Retype the data below line for line, with no changes.
** START OF Task data **
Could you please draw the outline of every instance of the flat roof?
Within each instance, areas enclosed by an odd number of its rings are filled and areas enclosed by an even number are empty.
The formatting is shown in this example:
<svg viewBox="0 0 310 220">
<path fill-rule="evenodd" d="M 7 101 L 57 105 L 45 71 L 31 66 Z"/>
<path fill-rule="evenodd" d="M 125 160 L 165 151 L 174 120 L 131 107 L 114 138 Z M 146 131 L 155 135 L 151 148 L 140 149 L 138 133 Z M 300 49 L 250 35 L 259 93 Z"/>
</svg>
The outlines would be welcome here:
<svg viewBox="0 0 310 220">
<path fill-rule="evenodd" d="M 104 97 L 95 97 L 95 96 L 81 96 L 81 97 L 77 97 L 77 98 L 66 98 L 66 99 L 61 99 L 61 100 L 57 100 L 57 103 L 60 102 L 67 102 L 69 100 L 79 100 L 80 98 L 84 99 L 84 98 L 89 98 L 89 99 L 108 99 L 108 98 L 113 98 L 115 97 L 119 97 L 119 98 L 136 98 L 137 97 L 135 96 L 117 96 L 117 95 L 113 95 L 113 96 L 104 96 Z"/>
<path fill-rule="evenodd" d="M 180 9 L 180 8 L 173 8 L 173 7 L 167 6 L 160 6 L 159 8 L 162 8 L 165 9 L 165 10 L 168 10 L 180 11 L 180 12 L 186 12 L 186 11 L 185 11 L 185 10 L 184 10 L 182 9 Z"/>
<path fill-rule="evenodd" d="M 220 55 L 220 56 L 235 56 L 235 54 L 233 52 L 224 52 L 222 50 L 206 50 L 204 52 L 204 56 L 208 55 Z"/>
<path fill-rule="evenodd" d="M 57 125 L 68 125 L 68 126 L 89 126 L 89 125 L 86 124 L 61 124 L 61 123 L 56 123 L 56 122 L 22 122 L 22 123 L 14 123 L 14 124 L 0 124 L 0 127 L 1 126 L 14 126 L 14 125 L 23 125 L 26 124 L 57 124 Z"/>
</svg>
** END OF Task data **
■ The output:
Could you please draw the outline of every instance of the flat roof?
Within each instance, areas enclosed by an odd number of its rings are filled and areas enclosed by an even number are empty.
The formatting is shown in this example:
<svg viewBox="0 0 310 220">
<path fill-rule="evenodd" d="M 7 101 L 57 105 L 45 71 L 31 66 Z"/>
<path fill-rule="evenodd" d="M 125 160 L 165 151 L 174 120 L 131 107 L 114 138 Z M 146 131 L 155 135 L 151 148 L 140 149 L 138 133 Z M 300 49 L 250 35 L 259 93 Z"/>
</svg>
The outlines would be welcome here:
<svg viewBox="0 0 310 220">
<path fill-rule="evenodd" d="M 104 97 L 95 97 L 95 96 L 81 96 L 81 97 L 77 97 L 77 98 L 66 98 L 66 99 L 61 99 L 61 100 L 57 100 L 57 103 L 60 102 L 67 102 L 69 100 L 79 100 L 80 98 L 84 99 L 84 98 L 89 98 L 89 99 L 108 99 L 108 98 L 113 98 L 115 97 L 119 97 L 119 98 L 136 98 L 137 97 L 135 96 L 117 96 L 117 95 L 113 95 L 113 96 L 104 96 Z"/>
<path fill-rule="evenodd" d="M 180 9 L 180 8 L 173 8 L 173 7 L 167 6 L 160 6 L 159 8 L 162 8 L 165 9 L 165 10 L 168 10 L 180 11 L 180 12 L 186 12 L 186 11 L 185 11 L 185 10 L 184 10 L 182 9 Z"/>
<path fill-rule="evenodd" d="M 220 55 L 220 56 L 235 56 L 235 54 L 233 52 L 224 52 L 222 50 L 206 50 L 204 52 L 204 56 L 208 55 Z"/>
<path fill-rule="evenodd" d="M 57 125 L 68 125 L 68 126 L 89 126 L 89 125 L 86 124 L 61 124 L 61 123 L 56 123 L 56 122 L 22 122 L 22 123 L 14 123 L 14 124 L 0 124 L 0 127 L 1 126 L 14 126 L 14 125 L 23 125 L 26 124 L 57 124 Z"/>
</svg>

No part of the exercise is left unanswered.